> _Consigne A_
Citez sans aucune modification le passage de l'extrait allant de « 3. La requérante » à « d'une façon disproportionnée. ».

> _Extrait à lire_

════════════════

2. La requérante, invoquant l'article 2 du Protocole N° 4, se plaint encore d'une violation du droit de choisir librement sa résidence en ce que le changement de domicile n'est pas considéré comme un motif légitime pour quitter son emploi, même lorsque l'absence quotidienne du foyer dépasse 13 heures. Elle invoque également une violation combinée de ce droit avec l'article 14 de la Convention du fait que le droit au libre choix de sa résidence ne peut être limité par des motifs non légitimes.
3. La requérante se plaint enfin d'une violation de l'article 1er du Protocole additionnel du fait que pendant trois mois elle n'a pas perçu les allocations familiales auxquelles elle avait prétendument droit. Invoquant l'article 14, elle se plaint qu'il a été porté atteinte à son droit de propriété d'une façon disproportionnée.

════════════════

(Données de détection d'objets)
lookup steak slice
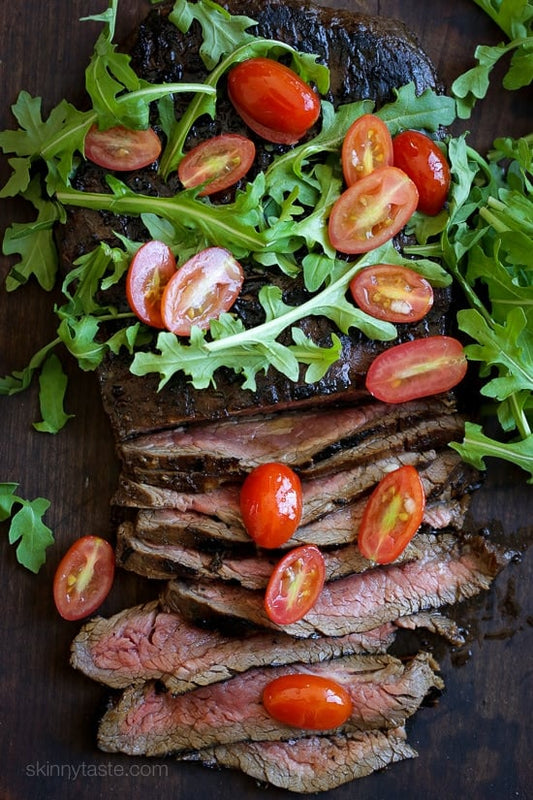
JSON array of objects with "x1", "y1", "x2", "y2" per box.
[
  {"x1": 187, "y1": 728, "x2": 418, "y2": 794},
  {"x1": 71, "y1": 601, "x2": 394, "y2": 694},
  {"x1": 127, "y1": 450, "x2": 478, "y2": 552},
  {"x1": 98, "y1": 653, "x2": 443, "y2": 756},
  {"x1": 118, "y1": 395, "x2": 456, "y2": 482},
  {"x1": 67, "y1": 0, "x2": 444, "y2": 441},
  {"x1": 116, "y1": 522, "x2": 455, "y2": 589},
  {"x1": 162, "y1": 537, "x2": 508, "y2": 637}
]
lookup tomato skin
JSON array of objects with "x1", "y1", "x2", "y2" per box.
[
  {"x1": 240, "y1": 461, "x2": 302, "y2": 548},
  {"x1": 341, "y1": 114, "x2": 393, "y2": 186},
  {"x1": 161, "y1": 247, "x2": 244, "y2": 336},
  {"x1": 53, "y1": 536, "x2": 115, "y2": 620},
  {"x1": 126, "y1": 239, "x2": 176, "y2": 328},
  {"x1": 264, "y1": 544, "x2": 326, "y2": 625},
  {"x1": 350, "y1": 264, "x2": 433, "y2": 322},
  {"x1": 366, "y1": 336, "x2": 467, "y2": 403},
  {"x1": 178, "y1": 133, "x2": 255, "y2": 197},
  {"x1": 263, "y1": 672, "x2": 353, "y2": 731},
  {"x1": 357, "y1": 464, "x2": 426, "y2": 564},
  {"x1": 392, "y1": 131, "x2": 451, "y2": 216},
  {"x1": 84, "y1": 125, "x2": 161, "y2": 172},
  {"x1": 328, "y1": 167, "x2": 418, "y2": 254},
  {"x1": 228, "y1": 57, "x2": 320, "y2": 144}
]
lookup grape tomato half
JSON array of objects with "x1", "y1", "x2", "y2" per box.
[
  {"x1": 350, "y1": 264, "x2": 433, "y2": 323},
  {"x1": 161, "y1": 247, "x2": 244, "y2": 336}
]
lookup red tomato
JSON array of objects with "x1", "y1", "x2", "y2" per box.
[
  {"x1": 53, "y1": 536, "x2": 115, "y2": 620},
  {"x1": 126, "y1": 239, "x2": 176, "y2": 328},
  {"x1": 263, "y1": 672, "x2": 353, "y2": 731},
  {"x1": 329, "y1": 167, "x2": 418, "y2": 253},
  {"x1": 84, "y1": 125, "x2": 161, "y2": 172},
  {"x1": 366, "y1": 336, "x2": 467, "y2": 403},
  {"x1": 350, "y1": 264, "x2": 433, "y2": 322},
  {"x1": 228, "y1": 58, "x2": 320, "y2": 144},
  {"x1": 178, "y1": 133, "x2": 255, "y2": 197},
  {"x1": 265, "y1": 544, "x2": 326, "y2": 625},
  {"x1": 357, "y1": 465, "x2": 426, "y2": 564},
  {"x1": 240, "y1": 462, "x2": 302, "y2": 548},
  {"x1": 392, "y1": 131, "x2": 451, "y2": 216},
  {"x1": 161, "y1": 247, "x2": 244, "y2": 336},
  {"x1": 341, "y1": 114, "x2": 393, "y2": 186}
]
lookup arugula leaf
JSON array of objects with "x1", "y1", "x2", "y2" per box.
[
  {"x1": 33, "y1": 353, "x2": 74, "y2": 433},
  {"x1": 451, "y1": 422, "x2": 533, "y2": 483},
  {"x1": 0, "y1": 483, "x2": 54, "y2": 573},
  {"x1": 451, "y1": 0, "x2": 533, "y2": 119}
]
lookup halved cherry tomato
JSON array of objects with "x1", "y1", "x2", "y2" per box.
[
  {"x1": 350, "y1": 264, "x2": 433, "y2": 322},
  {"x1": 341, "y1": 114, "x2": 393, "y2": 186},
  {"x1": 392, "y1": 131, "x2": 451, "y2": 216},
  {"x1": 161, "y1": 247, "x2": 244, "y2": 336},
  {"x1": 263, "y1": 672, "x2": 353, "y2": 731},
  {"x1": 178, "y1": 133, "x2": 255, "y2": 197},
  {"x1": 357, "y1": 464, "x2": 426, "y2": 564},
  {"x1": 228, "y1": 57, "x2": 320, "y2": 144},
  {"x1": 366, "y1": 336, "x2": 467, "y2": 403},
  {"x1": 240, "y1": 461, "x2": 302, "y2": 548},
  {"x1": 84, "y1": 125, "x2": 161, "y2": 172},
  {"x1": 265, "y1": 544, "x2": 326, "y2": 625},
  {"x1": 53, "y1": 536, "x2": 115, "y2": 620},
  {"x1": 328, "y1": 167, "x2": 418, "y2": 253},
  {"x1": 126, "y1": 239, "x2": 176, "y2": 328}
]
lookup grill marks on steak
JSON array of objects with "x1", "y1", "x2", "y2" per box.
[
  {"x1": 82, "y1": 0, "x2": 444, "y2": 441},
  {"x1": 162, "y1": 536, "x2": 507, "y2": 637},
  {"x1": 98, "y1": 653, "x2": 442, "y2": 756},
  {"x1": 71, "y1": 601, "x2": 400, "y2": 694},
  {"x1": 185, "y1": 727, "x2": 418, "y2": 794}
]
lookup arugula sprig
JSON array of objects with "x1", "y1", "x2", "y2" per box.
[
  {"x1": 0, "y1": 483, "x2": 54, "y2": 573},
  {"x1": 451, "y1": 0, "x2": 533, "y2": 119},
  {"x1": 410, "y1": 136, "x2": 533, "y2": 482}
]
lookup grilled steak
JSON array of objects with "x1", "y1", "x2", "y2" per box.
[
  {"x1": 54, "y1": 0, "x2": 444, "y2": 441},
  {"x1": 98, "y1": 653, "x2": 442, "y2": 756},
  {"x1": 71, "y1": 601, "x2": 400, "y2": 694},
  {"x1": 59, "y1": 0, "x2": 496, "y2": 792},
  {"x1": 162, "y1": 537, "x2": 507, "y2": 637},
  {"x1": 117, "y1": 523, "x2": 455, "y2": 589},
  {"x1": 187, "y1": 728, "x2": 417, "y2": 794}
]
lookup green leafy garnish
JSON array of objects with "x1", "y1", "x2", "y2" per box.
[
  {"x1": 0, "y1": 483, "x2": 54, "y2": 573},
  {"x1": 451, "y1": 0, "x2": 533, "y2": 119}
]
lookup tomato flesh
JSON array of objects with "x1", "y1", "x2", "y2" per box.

════════════════

> _Consigne B_
Dénombrez les lignes des entrées ci-dessus qui contiennent la chaîne « steak », en tenant compte de la casse. Indiquez seulement le nombre obtenu.

> _Bonne réponse A_
3. La requérante se plaint enfin d'une violation de l'article 1er du Protocole additionnel du fait que pendant trois mois elle n'a pas perçu les allocations familiales auxquelles elle avait prétendument droit. Invoquant l'article 14, elle se plaint qu'il a été porté atteinte à son droit de propriété d'une façon disproportionnée.

> _Bonne réponse B_
3